- [What this task involves]:
In the records below, find the line containing "brickwork in this photo." and retype it and every line after it exactly, adding nothing.

START Study material

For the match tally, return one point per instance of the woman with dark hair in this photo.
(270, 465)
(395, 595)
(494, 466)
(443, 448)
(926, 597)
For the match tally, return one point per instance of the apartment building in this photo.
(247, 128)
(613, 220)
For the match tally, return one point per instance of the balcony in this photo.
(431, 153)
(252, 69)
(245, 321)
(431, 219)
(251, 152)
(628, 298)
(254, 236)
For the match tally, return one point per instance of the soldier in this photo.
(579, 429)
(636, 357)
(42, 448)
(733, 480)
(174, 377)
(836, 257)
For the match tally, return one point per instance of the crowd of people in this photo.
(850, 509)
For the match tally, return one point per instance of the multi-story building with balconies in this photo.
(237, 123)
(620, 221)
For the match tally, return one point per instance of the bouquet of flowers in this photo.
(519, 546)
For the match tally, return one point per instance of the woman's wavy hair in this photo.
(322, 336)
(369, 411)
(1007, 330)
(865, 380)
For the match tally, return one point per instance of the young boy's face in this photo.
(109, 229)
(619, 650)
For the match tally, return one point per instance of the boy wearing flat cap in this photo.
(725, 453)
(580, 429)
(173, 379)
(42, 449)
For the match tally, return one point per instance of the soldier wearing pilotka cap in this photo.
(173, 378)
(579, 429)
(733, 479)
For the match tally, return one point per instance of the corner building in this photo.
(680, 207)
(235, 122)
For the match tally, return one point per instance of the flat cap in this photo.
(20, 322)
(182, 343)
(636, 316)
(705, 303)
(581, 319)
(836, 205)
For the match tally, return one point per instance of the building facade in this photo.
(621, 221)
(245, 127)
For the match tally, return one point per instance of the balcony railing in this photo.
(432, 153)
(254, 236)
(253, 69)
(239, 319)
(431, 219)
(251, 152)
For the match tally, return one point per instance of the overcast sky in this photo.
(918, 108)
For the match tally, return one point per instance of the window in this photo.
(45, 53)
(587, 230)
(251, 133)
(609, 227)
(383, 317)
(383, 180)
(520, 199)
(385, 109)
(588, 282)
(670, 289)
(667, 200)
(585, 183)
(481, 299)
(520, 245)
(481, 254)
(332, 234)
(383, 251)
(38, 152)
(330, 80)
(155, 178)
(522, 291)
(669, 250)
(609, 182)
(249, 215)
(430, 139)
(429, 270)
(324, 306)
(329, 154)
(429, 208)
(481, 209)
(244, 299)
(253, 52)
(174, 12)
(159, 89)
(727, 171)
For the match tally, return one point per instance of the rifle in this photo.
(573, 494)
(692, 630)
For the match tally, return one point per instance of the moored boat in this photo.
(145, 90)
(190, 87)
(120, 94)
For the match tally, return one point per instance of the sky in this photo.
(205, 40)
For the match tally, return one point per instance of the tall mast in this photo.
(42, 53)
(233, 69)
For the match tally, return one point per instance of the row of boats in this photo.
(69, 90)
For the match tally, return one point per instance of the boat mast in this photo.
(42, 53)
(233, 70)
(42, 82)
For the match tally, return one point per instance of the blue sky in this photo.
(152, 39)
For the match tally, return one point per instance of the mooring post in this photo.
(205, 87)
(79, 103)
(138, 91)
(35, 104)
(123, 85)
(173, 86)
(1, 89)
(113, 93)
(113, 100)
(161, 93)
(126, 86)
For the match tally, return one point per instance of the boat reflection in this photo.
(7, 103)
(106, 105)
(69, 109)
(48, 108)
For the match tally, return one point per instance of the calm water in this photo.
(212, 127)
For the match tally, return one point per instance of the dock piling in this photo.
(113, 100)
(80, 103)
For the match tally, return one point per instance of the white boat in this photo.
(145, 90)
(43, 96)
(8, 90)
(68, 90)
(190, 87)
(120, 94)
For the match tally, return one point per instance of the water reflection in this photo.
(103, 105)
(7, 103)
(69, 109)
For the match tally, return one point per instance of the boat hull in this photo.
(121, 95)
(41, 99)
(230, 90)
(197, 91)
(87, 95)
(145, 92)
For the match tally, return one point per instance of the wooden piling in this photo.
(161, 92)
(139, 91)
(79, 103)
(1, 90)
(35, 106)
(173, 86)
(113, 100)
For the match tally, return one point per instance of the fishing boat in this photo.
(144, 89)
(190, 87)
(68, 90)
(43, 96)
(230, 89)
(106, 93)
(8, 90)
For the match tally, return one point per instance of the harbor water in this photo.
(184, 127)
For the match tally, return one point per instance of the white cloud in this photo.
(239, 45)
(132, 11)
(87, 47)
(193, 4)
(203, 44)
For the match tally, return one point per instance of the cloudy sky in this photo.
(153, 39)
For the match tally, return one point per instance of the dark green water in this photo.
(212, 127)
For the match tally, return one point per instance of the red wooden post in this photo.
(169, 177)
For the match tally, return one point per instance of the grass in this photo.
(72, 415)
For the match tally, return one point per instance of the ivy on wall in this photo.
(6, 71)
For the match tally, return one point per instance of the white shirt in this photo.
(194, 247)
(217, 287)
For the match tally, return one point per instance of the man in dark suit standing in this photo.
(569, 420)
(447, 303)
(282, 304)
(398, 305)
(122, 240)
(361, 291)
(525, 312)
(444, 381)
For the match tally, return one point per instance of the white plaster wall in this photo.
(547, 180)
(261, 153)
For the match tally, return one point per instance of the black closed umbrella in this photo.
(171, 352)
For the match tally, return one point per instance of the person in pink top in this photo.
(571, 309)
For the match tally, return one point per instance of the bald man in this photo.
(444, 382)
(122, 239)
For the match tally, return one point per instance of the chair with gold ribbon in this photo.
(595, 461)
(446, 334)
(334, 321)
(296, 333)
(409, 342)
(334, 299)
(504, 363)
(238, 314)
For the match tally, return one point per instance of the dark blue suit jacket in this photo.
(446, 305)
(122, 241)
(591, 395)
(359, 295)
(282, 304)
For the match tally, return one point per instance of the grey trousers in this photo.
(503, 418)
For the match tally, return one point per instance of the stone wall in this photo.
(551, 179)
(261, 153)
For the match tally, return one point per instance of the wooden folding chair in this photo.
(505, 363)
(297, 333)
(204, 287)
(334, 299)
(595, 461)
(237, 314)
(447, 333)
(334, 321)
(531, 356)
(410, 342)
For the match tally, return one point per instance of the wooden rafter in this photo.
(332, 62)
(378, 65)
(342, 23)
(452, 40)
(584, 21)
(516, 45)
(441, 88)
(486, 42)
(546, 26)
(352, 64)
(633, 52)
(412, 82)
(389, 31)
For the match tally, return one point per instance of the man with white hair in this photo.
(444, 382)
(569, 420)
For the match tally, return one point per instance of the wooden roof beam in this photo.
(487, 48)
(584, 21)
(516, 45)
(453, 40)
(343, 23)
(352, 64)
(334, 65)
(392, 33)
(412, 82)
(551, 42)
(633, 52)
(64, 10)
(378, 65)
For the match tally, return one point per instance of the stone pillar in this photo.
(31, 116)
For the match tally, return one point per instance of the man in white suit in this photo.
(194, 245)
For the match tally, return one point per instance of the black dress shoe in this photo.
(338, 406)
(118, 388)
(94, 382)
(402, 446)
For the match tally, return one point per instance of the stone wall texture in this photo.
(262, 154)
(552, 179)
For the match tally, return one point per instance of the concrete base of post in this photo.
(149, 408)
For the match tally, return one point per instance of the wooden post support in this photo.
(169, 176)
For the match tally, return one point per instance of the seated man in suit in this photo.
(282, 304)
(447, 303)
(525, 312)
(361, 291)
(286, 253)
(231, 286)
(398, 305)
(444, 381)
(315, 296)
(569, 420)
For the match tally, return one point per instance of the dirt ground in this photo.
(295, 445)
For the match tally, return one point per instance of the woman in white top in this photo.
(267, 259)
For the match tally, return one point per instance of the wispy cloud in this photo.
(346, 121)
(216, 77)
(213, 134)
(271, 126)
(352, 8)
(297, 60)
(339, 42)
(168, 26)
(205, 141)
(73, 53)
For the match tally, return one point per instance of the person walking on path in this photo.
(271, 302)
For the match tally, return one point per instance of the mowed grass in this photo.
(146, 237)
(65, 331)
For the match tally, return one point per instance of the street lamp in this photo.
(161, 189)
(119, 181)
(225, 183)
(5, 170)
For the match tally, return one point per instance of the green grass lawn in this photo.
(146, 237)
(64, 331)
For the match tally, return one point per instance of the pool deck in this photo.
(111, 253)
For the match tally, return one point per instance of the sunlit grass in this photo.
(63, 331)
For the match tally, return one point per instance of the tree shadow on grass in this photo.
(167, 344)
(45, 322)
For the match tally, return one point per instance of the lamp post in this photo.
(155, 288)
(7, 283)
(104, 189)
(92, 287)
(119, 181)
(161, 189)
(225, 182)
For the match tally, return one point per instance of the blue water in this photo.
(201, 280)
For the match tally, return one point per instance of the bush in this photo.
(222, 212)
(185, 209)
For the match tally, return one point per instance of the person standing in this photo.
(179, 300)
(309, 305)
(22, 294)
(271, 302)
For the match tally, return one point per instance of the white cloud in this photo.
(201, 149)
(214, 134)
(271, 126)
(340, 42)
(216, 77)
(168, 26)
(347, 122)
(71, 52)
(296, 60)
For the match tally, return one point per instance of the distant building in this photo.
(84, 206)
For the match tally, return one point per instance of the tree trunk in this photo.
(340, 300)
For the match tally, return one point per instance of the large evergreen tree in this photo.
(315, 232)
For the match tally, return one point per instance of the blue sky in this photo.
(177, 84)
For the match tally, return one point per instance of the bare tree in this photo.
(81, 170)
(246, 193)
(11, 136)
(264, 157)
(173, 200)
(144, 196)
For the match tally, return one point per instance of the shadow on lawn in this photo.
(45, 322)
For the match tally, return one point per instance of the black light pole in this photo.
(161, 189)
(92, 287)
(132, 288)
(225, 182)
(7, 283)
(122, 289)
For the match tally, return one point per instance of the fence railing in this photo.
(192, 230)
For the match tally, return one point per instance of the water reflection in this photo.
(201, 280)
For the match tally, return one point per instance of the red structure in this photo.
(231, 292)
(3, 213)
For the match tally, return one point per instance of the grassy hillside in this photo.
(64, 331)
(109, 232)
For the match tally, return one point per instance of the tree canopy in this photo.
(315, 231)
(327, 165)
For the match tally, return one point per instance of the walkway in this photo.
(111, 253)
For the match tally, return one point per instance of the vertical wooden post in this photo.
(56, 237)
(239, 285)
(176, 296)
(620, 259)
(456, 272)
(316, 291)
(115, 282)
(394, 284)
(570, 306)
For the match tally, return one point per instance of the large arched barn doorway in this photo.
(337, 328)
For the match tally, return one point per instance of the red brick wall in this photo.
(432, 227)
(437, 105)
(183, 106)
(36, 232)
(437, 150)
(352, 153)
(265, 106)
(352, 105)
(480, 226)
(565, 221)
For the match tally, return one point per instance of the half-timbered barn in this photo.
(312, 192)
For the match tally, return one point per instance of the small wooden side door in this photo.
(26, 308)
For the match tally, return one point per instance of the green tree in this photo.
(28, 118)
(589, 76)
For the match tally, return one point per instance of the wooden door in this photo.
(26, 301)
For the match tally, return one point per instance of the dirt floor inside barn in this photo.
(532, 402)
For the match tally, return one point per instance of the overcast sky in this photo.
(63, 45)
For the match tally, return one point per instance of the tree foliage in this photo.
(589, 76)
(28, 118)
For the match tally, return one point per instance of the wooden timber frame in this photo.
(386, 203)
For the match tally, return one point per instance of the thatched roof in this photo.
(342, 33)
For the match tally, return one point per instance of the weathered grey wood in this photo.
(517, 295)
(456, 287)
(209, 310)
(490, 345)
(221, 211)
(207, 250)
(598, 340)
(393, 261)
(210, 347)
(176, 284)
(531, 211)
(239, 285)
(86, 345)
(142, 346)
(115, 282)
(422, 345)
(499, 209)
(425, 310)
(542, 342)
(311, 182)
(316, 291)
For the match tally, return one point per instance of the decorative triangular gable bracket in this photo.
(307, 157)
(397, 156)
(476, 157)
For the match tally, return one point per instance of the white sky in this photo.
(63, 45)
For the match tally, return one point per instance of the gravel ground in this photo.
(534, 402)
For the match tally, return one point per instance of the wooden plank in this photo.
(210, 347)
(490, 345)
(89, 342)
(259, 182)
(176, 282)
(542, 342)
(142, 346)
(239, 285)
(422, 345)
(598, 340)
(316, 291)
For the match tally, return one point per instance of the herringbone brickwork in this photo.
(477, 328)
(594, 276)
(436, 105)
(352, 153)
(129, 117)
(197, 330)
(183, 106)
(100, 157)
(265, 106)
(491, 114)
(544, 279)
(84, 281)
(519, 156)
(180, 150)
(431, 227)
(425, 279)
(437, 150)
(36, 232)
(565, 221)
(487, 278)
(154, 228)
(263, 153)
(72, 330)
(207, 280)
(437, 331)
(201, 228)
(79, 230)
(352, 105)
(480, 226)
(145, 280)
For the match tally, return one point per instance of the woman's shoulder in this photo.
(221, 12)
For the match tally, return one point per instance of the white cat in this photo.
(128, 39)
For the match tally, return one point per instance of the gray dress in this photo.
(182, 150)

END Study material

- [Response]:
For the match tally, return one point per instance of the herringbone brickwork in this photo.
(477, 328)
(594, 276)
(436, 105)
(352, 153)
(129, 117)
(197, 330)
(183, 106)
(100, 157)
(265, 106)
(491, 114)
(544, 279)
(84, 281)
(519, 156)
(180, 150)
(431, 227)
(425, 279)
(437, 150)
(36, 232)
(565, 221)
(487, 278)
(154, 228)
(263, 153)
(72, 330)
(207, 280)
(437, 331)
(201, 228)
(79, 230)
(352, 105)
(480, 226)
(145, 280)
For the match tally, return one point per instance of the woman's shoulder in this photo.
(221, 12)
For the match tally, return one point per instance of the white cat in this photo.
(128, 39)
For the match tally, return one point per instance of the gray dress in this photo.
(182, 150)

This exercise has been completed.